■ GOAL OF THE EXERCISE ■
Set down a passage from the wildcard matching problem below word for word. Begin at the words "Given an input", and stop after "any single character.".

[Hard] 44. Wildcard Matching

Problem Statement

Given an input string (s) and a pattern (p), implement wildcard pattern matching with support for '?' and '*' where:

  • '?' Matches any single character.
  • '*' Matches any sequence of characters (including the empty sequence).

The matching should cover the entire input string (not partial).

Examples

Example 1:

Input: s = "aa", p = "a"
Output: false
Explanation: "a" does not match the entire string "aa".

Example 2:

Input: s = "aa", p = "*"
Output: true
Explanation: '*' matches any sequence.

Example 3:

Input: s = "cb", p = "?a"
Output: false
Explanation: '?' matches 'c', but the second letter is 'a', which does not match 'b'.

Example 4:

Input: s = "adceb", p = "*a*b"
Output: true
Explanation: The first '*' matches the empty sequence, and the second '*' matches the substring "dce".

Example 5:

Input: s = "acdcb", p = "a*c?b"
Output: false

Constraints

  • 0 <= s.length, p.length <= 2000
  • s contains only lowercase English letters.
  • p contains only lowercase English letters, '?' or '*'.

Outline entries for labeled areas:
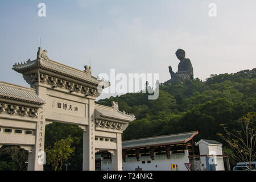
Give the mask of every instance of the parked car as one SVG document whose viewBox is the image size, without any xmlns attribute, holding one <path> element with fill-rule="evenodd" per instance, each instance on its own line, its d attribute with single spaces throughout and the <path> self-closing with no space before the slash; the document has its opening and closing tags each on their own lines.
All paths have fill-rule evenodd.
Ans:
<svg viewBox="0 0 256 182">
<path fill-rule="evenodd" d="M 251 166 L 251 170 L 256 171 L 253 166 Z M 247 166 L 238 166 L 234 167 L 233 171 L 250 171 L 250 168 Z"/>
<path fill-rule="evenodd" d="M 249 162 L 242 162 L 242 163 L 237 163 L 237 166 L 249 166 Z M 251 166 L 254 167 L 254 168 L 256 168 L 256 162 L 254 161 L 251 162 Z"/>
</svg>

■ TASK RESULT ■
Given an input string (s) and a pattern (p), implement wildcard pattern matching with support for '?' and '*' where:

  • '?' Matches any single character.